• [Exercise instructions]
Write out the data again exactly, skipping every picture.

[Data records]
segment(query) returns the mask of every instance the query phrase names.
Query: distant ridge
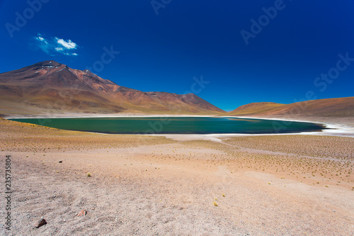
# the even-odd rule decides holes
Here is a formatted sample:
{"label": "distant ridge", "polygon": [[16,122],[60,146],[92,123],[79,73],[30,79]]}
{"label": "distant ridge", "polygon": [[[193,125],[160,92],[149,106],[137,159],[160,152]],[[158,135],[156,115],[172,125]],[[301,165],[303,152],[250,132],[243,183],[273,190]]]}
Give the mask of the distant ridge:
{"label": "distant ridge", "polygon": [[254,103],[229,113],[234,116],[281,118],[354,125],[354,97],[311,100],[290,104]]}
{"label": "distant ridge", "polygon": [[193,94],[143,92],[54,60],[0,74],[0,113],[222,114]]}

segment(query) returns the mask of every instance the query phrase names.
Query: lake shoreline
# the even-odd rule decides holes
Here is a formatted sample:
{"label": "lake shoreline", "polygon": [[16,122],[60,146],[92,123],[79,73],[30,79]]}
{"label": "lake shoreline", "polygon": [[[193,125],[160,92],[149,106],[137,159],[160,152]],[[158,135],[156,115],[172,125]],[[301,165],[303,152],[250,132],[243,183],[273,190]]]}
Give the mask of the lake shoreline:
{"label": "lake shoreline", "polygon": [[73,131],[133,135],[277,135],[322,133],[330,129],[322,123],[280,120],[272,122],[269,119],[232,116],[60,117],[9,120]]}

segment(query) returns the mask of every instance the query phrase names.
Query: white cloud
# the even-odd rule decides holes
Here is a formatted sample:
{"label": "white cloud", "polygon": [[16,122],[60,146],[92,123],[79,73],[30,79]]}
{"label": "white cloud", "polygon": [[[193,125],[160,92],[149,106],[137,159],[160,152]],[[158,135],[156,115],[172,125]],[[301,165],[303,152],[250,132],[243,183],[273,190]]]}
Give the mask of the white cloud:
{"label": "white cloud", "polygon": [[55,50],[57,51],[57,52],[59,52],[59,51],[62,51],[64,50],[64,48],[62,47],[55,47]]}
{"label": "white cloud", "polygon": [[76,49],[77,47],[77,45],[70,40],[65,41],[62,38],[55,38],[55,40],[57,40],[57,43],[58,44],[61,45],[62,46],[63,46],[67,49]]}
{"label": "white cloud", "polygon": [[78,55],[73,51],[76,50],[79,46],[71,40],[65,40],[57,37],[45,39],[40,34],[35,37],[35,47],[50,55],[55,55],[56,52],[67,56]]}

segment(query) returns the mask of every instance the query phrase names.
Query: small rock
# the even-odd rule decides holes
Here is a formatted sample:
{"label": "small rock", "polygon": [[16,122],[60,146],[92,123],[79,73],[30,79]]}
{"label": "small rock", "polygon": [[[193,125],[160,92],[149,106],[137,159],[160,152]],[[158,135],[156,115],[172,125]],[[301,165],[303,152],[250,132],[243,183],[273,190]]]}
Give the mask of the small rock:
{"label": "small rock", "polygon": [[35,223],[35,227],[38,228],[41,226],[43,226],[44,225],[47,225],[47,221],[45,219],[42,218]]}
{"label": "small rock", "polygon": [[86,210],[82,210],[79,213],[77,213],[77,216],[85,215],[86,214],[87,214],[87,211]]}

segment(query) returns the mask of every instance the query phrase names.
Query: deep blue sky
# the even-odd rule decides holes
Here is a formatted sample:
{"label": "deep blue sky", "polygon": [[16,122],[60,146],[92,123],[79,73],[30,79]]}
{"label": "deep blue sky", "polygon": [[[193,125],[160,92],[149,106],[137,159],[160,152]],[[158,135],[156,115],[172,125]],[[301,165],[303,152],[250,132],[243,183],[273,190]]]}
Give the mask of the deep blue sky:
{"label": "deep blue sky", "polygon": [[[85,69],[113,46],[120,53],[93,72],[121,86],[177,94],[202,75],[210,83],[197,95],[227,111],[289,103],[308,91],[317,99],[353,96],[354,62],[331,84],[314,84],[336,67],[338,54],[354,58],[352,0],[284,0],[248,45],[241,30],[251,32],[250,21],[279,0],[156,0],[167,4],[158,15],[151,0],[45,1],[35,12],[26,1],[0,1],[0,72],[47,60]],[[16,25],[16,12],[25,24]]]}

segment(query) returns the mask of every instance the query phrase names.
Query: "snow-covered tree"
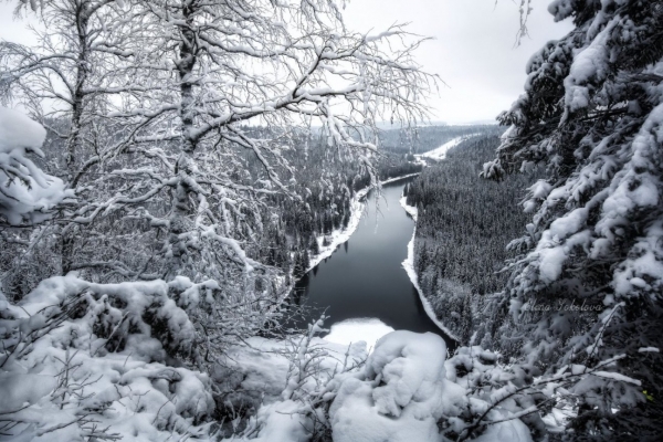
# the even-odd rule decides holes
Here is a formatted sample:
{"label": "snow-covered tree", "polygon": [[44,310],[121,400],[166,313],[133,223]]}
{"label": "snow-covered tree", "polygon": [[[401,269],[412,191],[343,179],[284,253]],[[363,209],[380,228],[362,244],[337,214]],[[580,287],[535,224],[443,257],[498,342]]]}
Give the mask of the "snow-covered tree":
{"label": "snow-covered tree", "polygon": [[549,11],[576,29],[532,57],[484,166],[488,178],[537,166],[549,177],[529,188],[533,221],[512,243],[522,255],[492,332],[532,373],[627,354],[617,366],[642,385],[580,382],[571,425],[585,439],[654,440],[660,401],[643,390],[663,392],[663,2],[556,0]]}
{"label": "snow-covered tree", "polygon": [[0,107],[0,228],[43,222],[71,193],[61,179],[44,173],[28,157],[44,157],[45,136],[39,123]]}

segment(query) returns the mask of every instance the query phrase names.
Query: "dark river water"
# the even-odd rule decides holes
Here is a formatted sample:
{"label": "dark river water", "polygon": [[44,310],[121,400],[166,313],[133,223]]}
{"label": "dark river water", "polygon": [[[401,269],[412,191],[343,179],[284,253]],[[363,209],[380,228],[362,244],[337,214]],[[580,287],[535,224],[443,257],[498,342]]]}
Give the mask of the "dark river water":
{"label": "dark river water", "polygon": [[370,192],[350,239],[297,282],[292,301],[313,307],[299,325],[326,309],[326,327],[350,318],[378,318],[397,330],[435,333],[454,346],[427,315],[402,266],[414,221],[399,200],[411,179],[385,185],[377,207],[376,193]]}

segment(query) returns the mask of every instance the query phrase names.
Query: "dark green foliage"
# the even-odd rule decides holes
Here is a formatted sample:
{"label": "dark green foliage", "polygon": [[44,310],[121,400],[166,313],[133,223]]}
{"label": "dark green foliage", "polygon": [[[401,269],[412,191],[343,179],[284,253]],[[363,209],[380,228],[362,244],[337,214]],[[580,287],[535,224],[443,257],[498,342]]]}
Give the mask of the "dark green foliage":
{"label": "dark green foliage", "polygon": [[438,317],[466,343],[482,297],[504,287],[506,245],[523,233],[518,201],[529,175],[497,183],[480,178],[499,139],[481,137],[451,149],[406,189],[419,208],[414,265]]}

• [The answer]
segment(query) returns the mask of every instance the query phrase names.
Query: distant ridge
# the even-odd rule decides holes
Here is a formatted sample:
{"label": "distant ridge", "polygon": [[16,122],[60,146],[92,123],[79,73],[30,79]]}
{"label": "distant ridge", "polygon": [[[193,125],[160,92],[149,106],[137,159],[160,152]],[[158,135],[156,115],[172,125]],[[301,165],[303,152],[250,132],[243,183],[273,190]]]}
Give the mask of the distant ridge:
{"label": "distant ridge", "polygon": [[254,103],[229,113],[234,116],[281,118],[354,125],[354,97],[311,100],[290,104]]}
{"label": "distant ridge", "polygon": [[193,94],[143,92],[54,60],[0,74],[0,113],[222,114]]}

segment(query) returns the mask of every instance the query phrase names.
Query: lake shoreline
# the even-odd rule decides holes
Here is a formatted sample:
{"label": "lake shoreline", "polygon": [[16,122],[60,146],[92,123],[79,73],[30,79]]}
{"label": "lake shoreline", "polygon": [[[193,125],[160,92],[149,106],[137,159],[160,152]],[[158,135],[156,115],[172,125]],[[301,165],[303,152],[250,132],[243,183],[273,190]]]}
Give the mask of the lake shoreline:
{"label": "lake shoreline", "polygon": [[73,131],[133,135],[277,135],[322,133],[330,129],[322,123],[280,120],[272,122],[269,119],[232,116],[60,117],[9,120]]}

segment(query) returns the mask of every instance the query phrase names.
Query: white cloud
# the even-odd rule decides holes
Here is a formatted sample:
{"label": "white cloud", "polygon": [[16,122],[60,146],[92,123],[79,73],[30,79]]}
{"label": "white cloud", "polygon": [[[193,125],[160,92],[149,106],[137,159],[160,152]],[[158,135],[156,115],[172,125]],[[301,165],[303,152],[250,132],[243,183],[273,190]]]}
Give the mask of the white cloud:
{"label": "white cloud", "polygon": [[55,50],[57,51],[57,52],[59,52],[59,51],[62,51],[64,50],[64,48],[62,47],[55,47]]}
{"label": "white cloud", "polygon": [[76,49],[77,47],[77,45],[70,40],[65,41],[62,38],[55,38],[55,40],[57,40],[57,43],[58,44],[61,45],[62,46],[63,46],[67,49]]}
{"label": "white cloud", "polygon": [[78,55],[73,51],[76,50],[79,46],[71,40],[65,40],[57,37],[45,39],[40,34],[35,37],[35,47],[50,55],[55,55],[56,52],[67,56]]}

segment(query) returns the mask of every instance the query phrase names.
Query: small rock
# the even-odd rule decides holes
Here is a formatted sample:
{"label": "small rock", "polygon": [[16,122],[60,146],[92,123],[79,73],[30,79]]}
{"label": "small rock", "polygon": [[[193,125],[160,92],[149,106],[137,159],[160,152]],[[158,135],[156,115],[172,125]],[[301,165],[303,152],[250,132],[243,183],[273,190]]]}
Give the mask of the small rock:
{"label": "small rock", "polygon": [[35,223],[35,227],[38,228],[41,226],[43,226],[44,225],[47,225],[47,221],[45,219],[42,218]]}
{"label": "small rock", "polygon": [[86,210],[82,210],[79,213],[77,213],[77,216],[85,215],[86,214],[87,214],[87,211]]}

segment(query) returns the mask of every instance the query phrase names.
Query: deep blue sky
# the even-odd rule decides holes
Here is a formatted sample:
{"label": "deep blue sky", "polygon": [[16,122],[60,146],[92,123],[79,73],[30,79]]}
{"label": "deep blue sky", "polygon": [[[193,125],[160,92],[149,106],[137,159],[160,152]],[[158,135],[156,115],[172,125]],[[301,165],[303,152],[250,132],[243,183],[273,190]]]}
Give the mask of the deep blue sky:
{"label": "deep blue sky", "polygon": [[[85,69],[113,46],[120,53],[93,72],[121,86],[177,94],[202,75],[210,83],[197,95],[227,111],[289,103],[308,91],[317,99],[353,96],[354,62],[331,84],[314,84],[336,67],[338,54],[354,58],[352,0],[284,0],[248,45],[241,30],[251,32],[250,21],[279,0],[156,0],[167,4],[158,15],[151,0],[45,1],[35,12],[26,1],[0,1],[0,72],[47,60]],[[16,25],[16,12],[25,24]]]}

segment(query) returns the mask of every instance the query phrase names.
Query: "snow-covered tree"
# the even-odd rule decides holes
Here is a formatted sample:
{"label": "snow-covered tree", "polygon": [[44,310],[121,400],[166,313],[133,223]]}
{"label": "snow-covered tree", "polygon": [[[401,269],[412,191],[343,179],[284,253]],[[363,209],[380,228],[362,244],[337,214]],[[580,287],[535,224],[443,257],[498,342]]]}
Give the mask of the "snow-covered tree":
{"label": "snow-covered tree", "polygon": [[549,11],[576,29],[532,57],[484,166],[488,178],[537,166],[549,177],[529,188],[533,221],[512,243],[522,255],[492,332],[532,373],[627,354],[617,366],[642,385],[580,382],[571,425],[585,439],[654,440],[660,401],[643,390],[663,392],[663,2],[556,0]]}
{"label": "snow-covered tree", "polygon": [[0,107],[0,228],[43,222],[71,193],[61,179],[44,173],[28,157],[44,157],[45,136],[39,123]]}

segment(query) returns the mask of every instance the query phrase names.
Query: "dark river water"
# the even-odd rule decides holes
Here is a formatted sample:
{"label": "dark river water", "polygon": [[44,310],[121,400],[166,313],[133,223]]}
{"label": "dark river water", "polygon": [[[401,269],[412,191],[343,179],[284,253]],[[363,209],[380,228],[362,244],[337,214]],[[580,287],[535,224],[443,257],[498,342]]]}
Give the mask of the "dark river water":
{"label": "dark river water", "polygon": [[370,192],[350,239],[297,282],[292,301],[313,307],[299,325],[326,309],[326,327],[350,318],[378,318],[397,330],[435,333],[454,346],[427,315],[402,266],[414,221],[399,200],[411,179],[385,185],[377,207],[376,193]]}

segment(query) returns the mask of every instance the query phrase names.
Query: "dark green foliage"
# the even-odd rule decides holes
Here is a formatted sample:
{"label": "dark green foliage", "polygon": [[44,310],[121,400],[166,313],[133,223]]}
{"label": "dark green foliage", "polygon": [[[401,269],[412,191],[343,179],[284,253]],[[363,209],[380,228],[362,244],[337,214]],[[580,287],[535,224],[443,257],[498,342]]]}
Give the mask of the "dark green foliage":
{"label": "dark green foliage", "polygon": [[438,317],[466,343],[482,297],[504,287],[506,245],[523,233],[518,201],[529,175],[497,183],[480,178],[499,139],[481,137],[451,149],[406,189],[419,208],[414,265]]}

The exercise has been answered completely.